── DATASET CONTENT ──
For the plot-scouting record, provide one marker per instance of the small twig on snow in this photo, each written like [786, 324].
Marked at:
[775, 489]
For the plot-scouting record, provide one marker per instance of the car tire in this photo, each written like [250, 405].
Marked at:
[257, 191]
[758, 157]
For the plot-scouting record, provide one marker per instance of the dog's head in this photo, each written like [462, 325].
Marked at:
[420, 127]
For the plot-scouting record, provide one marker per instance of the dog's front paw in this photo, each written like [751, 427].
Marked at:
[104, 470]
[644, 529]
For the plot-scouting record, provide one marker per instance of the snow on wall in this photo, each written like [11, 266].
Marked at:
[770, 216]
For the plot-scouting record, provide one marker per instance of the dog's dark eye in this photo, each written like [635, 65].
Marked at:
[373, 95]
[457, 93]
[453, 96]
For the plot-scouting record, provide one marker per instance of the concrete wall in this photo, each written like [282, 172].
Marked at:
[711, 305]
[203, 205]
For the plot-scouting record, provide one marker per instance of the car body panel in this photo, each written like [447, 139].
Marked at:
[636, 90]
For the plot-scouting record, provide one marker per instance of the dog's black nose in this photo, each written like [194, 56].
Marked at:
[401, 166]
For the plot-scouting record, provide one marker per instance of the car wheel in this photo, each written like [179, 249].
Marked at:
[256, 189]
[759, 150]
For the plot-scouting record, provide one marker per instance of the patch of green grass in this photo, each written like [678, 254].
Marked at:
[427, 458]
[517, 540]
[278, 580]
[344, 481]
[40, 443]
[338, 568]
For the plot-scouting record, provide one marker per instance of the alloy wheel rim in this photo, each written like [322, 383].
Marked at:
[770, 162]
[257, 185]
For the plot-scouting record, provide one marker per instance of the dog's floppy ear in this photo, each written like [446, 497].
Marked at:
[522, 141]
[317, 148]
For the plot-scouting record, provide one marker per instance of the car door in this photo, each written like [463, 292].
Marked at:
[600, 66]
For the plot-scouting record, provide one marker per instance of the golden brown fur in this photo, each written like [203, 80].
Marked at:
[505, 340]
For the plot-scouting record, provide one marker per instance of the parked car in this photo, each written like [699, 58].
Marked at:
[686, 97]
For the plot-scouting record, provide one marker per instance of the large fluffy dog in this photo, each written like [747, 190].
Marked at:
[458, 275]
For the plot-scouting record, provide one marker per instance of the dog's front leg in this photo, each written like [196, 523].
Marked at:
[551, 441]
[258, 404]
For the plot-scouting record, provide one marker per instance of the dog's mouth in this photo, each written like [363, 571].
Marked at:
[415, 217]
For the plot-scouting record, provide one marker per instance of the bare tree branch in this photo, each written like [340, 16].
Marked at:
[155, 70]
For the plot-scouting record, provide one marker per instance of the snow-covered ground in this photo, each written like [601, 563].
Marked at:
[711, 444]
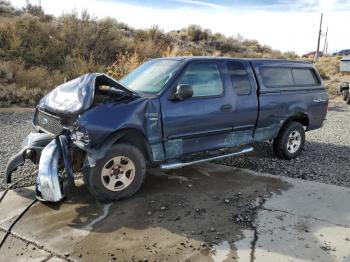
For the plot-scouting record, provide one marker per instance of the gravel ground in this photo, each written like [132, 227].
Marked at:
───
WHAT IS ASKED: Can you express all of the data above as a JSON list of strings, with one string per line and blank lines dropped? Leave the pictures out.

REPLY TO THE EXERCISE:
[
  "For the plot-scouting record, provide one marker per instance of the small twig on snow in this photo, each written like [786, 324].",
  "Marked at:",
  "[775, 489]",
  "For the plot-scouting record, provide one marker per instance of the car tire in this photo, each written like [250, 405].",
  "Marked at:",
  "[257, 191]",
  "[758, 157]",
  "For the plot-scouting record, provide one marker per instance of the dog's head in this photo, each written like [462, 325].",
  "Marked at:",
  "[420, 127]",
  "For the plot-scouting record, provide one marker per instance of the dog's front paw in this photo, each written like [751, 427].",
  "Marked at:",
  "[104, 470]",
  "[644, 529]",
  "For the plot-scouting record, provide one marker per instance of the snow on wall in this photo, each written like [11, 266].",
  "Marked at:",
  "[770, 216]",
  "For the plot-scouting record, provide one marker per instance of the dog's dark eye in this photo, each written like [635, 65].",
  "Marked at:",
  "[373, 95]",
  "[457, 93]",
  "[453, 96]",
  "For the plot-scouting record, provide one marker per instance of the concrete wall in this photo, each written like [282, 172].",
  "Marked at:",
  "[711, 305]",
  "[203, 205]",
  "For the plot-scouting record, provide one marker per instance of the car body panel in this photo, each written like [447, 139].",
  "Marked at:",
  "[636, 90]",
  "For the plot-scouting record, provide one marker per instance of the dog's black nose in this photo, each written like [194, 56].",
  "Marked at:",
  "[401, 166]",
  "For the plot-scouting record, provide one marker per instance of the car wheel in this photo, each written like [179, 249].",
  "Marked at:",
  "[256, 189]",
  "[759, 150]",
  "For the plot-scouting record, provide one marker per instance of the patch of green grass in this photo, each written like [678, 254].",
  "Marked at:",
  "[427, 458]",
  "[517, 540]",
  "[278, 580]",
  "[344, 481]",
  "[40, 443]",
  "[338, 568]",
  "For the plot-scouting record, provide one marker per instance of the alloy wheel rim in this photo, each written like [322, 383].",
  "Marked at:",
  "[770, 162]",
  "[257, 185]",
  "For the plot-scouting record, provide one marker per instance of the dog's floppy ear in this photo, each written like [446, 497].",
  "Marked at:",
  "[522, 141]",
  "[317, 148]",
  "For the plot-scouting record, provide one marker per instance of the car door in this photo, each written like [463, 292].",
  "Marked at:",
  "[600, 66]",
  "For the plot-scouting record, provide one marker per instance of the golden brown fur in this photo, each written like [203, 80].",
  "Marked at:",
  "[505, 340]",
  "For the plot-scouting record, provide one marker per instance of the parked car in this photo, each written like [699, 58].",
  "Marked at:",
  "[686, 97]",
  "For the plot-scouting record, provide one marker per instance of the large fluffy dog in this photo, each written like [747, 190].",
  "Marked at:",
  "[458, 275]",
  "For the plot-scouting record, provide one marker per instance of the dog's front leg in this photo, each written like [196, 523].",
  "Marked at:",
  "[551, 441]",
  "[258, 404]",
  "For the plot-scouting record, provide one marker per instance of the dog's mouth in this photo, each written like [363, 571].",
  "Marked at:",
  "[415, 217]",
  "For the plot-scouting record, provide one marker per instance of the bare tree branch in this photo, each written like [340, 16].",
  "Marked at:",
  "[155, 70]",
  "For the plot-scouting record, provide one marker per instance of the snow-covered ground in this photo, each written like [601, 563].",
  "Marked at:",
  "[711, 444]",
  "For the plot-scouting record, provide one marker per instance of the gravel ground in this photo, each written like [132, 227].",
  "Marked at:"
]